- What is being asked -
Copy out the lines from the one containing "Please segment every instance of the side" through the one containing "M 108 191 L", swapping "side mirror" for "wing mirror" and leaving everything else unchanged.

····················

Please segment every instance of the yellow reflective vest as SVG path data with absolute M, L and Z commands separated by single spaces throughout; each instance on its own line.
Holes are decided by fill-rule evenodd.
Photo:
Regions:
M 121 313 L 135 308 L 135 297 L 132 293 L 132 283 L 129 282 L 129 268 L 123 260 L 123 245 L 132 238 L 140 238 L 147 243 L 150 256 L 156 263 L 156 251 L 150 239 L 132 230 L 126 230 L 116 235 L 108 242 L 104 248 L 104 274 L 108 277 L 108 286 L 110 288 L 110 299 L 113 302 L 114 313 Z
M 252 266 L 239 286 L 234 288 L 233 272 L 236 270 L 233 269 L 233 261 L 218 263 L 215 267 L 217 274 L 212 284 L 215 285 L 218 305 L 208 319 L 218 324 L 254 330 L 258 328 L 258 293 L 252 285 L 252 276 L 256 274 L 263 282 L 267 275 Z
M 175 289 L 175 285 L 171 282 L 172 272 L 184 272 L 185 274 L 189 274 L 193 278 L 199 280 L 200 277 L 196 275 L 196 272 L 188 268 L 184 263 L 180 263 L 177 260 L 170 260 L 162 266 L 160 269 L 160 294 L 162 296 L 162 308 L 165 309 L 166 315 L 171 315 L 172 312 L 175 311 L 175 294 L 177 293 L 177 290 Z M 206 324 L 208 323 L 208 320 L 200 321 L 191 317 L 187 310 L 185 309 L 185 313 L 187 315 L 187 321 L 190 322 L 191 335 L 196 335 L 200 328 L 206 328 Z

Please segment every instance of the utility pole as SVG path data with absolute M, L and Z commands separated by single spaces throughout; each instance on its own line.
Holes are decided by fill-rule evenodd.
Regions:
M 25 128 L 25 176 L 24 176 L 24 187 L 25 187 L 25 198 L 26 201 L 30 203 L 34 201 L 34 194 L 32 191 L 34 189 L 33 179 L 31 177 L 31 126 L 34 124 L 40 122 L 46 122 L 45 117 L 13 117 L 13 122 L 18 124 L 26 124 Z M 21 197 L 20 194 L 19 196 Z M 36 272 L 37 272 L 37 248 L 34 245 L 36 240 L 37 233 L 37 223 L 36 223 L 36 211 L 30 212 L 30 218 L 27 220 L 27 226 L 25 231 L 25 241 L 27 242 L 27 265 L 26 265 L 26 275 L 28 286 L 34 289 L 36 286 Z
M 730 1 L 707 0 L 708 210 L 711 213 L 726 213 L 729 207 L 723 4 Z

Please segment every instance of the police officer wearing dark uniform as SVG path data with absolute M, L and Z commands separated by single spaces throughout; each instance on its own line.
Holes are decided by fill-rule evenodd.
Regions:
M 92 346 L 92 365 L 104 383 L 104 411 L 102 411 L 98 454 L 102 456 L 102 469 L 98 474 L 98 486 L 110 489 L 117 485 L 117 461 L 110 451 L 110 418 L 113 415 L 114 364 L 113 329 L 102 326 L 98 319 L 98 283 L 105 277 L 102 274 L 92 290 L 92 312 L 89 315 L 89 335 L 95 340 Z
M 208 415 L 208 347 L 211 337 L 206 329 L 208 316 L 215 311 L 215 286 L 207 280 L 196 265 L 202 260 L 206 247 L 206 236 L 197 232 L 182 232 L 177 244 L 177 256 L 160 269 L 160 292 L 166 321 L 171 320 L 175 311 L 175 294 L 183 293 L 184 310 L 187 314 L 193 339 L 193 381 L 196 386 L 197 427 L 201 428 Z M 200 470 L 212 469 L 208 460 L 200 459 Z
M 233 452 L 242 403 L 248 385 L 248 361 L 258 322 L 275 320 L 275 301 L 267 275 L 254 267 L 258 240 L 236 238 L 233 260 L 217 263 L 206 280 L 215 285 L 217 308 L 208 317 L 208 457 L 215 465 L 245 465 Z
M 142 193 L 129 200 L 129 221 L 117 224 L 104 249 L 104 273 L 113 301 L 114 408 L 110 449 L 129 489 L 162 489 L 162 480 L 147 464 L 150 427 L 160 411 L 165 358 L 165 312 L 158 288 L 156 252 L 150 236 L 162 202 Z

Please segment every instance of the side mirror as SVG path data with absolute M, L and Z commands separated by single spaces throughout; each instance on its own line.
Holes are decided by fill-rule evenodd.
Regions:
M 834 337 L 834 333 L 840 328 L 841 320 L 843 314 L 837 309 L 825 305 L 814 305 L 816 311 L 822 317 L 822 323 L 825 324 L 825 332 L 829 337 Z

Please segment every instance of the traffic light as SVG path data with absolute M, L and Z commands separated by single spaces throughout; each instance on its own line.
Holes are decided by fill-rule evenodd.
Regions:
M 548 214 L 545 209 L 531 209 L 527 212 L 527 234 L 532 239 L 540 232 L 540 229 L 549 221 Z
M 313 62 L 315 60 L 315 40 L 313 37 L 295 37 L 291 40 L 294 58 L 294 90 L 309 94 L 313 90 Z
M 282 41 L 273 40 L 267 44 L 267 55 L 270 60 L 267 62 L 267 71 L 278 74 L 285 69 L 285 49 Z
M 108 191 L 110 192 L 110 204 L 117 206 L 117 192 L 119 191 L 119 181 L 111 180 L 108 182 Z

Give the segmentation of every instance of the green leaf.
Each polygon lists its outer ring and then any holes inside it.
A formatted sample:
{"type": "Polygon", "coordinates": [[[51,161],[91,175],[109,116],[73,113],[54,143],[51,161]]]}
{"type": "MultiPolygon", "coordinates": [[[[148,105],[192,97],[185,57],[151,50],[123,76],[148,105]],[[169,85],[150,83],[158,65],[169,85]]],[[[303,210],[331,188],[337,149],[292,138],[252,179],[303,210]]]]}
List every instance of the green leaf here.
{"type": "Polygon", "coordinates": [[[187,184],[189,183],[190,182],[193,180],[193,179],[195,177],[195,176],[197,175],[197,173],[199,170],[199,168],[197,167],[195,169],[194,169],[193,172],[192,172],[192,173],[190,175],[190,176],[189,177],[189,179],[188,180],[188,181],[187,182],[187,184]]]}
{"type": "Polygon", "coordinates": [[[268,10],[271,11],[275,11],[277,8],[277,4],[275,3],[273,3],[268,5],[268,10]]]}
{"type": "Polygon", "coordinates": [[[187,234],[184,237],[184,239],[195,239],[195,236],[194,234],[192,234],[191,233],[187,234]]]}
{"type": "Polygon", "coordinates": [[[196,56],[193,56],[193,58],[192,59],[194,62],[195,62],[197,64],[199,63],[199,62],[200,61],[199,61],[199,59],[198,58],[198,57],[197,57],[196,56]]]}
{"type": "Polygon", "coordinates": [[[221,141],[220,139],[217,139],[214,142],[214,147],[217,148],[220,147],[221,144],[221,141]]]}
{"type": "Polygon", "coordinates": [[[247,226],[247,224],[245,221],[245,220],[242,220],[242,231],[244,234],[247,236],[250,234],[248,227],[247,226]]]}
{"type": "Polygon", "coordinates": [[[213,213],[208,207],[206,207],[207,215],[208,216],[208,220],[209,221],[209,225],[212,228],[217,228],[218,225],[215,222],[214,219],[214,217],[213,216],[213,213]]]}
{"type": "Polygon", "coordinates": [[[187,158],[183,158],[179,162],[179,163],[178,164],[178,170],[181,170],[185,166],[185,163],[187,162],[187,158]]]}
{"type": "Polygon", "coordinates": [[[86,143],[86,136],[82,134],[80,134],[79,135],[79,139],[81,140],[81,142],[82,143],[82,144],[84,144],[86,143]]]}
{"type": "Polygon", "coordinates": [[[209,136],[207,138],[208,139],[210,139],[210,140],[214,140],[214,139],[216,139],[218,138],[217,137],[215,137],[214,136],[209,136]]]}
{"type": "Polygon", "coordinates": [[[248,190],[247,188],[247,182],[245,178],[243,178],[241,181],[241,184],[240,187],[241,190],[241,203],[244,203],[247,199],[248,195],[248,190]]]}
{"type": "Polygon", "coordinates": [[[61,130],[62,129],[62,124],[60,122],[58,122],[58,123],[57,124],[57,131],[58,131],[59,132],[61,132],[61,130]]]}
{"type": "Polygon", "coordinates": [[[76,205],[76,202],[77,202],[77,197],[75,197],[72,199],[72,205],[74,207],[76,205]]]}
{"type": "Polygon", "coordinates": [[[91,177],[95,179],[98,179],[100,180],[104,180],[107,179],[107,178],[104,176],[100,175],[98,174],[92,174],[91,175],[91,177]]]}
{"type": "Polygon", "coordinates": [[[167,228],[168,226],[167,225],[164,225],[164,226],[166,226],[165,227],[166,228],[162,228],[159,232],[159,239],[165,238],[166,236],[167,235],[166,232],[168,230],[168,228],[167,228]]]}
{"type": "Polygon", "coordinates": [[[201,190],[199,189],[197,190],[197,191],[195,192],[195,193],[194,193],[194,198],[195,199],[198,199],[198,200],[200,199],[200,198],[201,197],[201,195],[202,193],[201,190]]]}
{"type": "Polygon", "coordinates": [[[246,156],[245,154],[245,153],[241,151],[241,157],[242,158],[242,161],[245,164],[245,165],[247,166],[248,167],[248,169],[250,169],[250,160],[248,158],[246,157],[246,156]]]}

····················

- Final result -
Please segment every instance of the wing mirror as SVG path data with absolute M, L and Z commands separated by single spaces throughout; each instance on its own line.
Holes are decided by fill-rule evenodd.
Regions:
M 834 337 L 834 333 L 840 328 L 841 320 L 843 314 L 837 309 L 825 305 L 814 305 L 816 311 L 822 317 L 822 323 L 825 324 L 825 332 L 829 337 Z

Please segment every instance of the traffic light as SVG path data with absolute M, L and Z commands separated by single spaces throughout; each instance on its own line.
Holes are decided by fill-rule evenodd.
Regions:
M 548 214 L 545 209 L 531 209 L 527 212 L 527 234 L 532 239 L 540 232 L 540 229 L 549 221 Z
M 313 62 L 315 60 L 315 40 L 313 37 L 295 37 L 291 40 L 294 58 L 294 90 L 309 94 L 313 90 Z
M 282 41 L 273 40 L 267 44 L 267 55 L 270 60 L 267 62 L 267 71 L 278 74 L 285 69 L 285 49 Z
M 108 191 L 110 192 L 110 204 L 117 206 L 117 192 L 119 191 L 119 181 L 111 180 L 108 182 Z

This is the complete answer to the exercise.